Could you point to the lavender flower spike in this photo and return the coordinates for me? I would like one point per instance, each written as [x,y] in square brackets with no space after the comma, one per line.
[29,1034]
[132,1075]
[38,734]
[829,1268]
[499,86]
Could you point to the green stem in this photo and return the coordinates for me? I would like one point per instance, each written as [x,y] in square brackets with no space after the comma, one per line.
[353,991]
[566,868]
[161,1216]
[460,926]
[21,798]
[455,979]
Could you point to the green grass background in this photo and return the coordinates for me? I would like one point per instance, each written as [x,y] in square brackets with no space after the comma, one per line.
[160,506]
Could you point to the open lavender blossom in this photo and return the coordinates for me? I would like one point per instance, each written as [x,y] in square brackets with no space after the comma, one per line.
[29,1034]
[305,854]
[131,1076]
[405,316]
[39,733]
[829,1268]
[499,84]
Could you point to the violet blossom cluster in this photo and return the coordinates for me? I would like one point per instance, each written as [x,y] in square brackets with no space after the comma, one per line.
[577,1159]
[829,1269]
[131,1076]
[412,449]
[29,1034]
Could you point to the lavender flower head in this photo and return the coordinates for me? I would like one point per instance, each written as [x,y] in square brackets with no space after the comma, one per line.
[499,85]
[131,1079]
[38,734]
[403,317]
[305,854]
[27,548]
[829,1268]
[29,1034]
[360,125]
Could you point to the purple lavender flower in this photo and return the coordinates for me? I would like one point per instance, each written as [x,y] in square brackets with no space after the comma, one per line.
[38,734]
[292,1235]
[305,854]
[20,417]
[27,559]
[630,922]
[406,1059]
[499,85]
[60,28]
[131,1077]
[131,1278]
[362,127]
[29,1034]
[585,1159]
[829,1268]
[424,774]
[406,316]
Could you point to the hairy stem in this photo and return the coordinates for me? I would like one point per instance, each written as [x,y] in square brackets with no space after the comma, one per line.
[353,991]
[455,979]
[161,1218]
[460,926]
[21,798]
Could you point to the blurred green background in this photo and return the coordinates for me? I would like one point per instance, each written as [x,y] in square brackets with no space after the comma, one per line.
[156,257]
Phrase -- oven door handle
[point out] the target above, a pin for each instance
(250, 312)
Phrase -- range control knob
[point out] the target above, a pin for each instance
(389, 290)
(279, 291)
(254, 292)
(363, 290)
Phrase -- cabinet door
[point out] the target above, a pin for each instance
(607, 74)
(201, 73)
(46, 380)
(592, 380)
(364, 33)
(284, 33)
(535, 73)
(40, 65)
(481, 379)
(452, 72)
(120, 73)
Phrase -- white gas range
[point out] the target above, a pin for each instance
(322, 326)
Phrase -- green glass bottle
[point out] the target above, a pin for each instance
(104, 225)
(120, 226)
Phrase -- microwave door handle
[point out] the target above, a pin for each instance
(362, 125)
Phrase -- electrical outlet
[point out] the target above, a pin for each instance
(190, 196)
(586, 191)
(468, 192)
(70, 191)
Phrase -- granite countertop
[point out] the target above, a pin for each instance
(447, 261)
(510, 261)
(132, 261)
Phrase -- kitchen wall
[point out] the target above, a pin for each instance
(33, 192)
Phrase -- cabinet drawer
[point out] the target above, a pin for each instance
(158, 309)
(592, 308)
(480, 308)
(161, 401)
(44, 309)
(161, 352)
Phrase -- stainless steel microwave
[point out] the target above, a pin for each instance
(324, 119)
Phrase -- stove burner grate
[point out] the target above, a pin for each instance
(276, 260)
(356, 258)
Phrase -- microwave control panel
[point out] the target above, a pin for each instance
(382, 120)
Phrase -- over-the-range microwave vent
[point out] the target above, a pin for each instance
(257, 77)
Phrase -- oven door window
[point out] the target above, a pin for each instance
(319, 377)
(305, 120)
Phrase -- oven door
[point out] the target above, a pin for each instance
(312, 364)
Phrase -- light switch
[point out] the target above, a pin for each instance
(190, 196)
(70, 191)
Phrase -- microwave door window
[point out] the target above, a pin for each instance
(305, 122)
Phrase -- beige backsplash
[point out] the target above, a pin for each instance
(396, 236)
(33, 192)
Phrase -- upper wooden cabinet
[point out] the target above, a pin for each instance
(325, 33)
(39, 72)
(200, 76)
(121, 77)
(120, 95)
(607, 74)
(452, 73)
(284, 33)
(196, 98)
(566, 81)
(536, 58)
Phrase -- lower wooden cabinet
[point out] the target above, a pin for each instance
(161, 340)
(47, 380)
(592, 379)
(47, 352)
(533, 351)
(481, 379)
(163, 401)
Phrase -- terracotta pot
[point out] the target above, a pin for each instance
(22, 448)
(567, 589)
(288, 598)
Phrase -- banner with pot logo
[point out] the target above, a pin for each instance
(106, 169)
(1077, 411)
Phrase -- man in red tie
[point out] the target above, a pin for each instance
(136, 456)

Assigned task »
When a line in the material above contains the word "handle", copy that line out.

Task answer »
Phrase -- oven door handle
Phrase -- microwave door handle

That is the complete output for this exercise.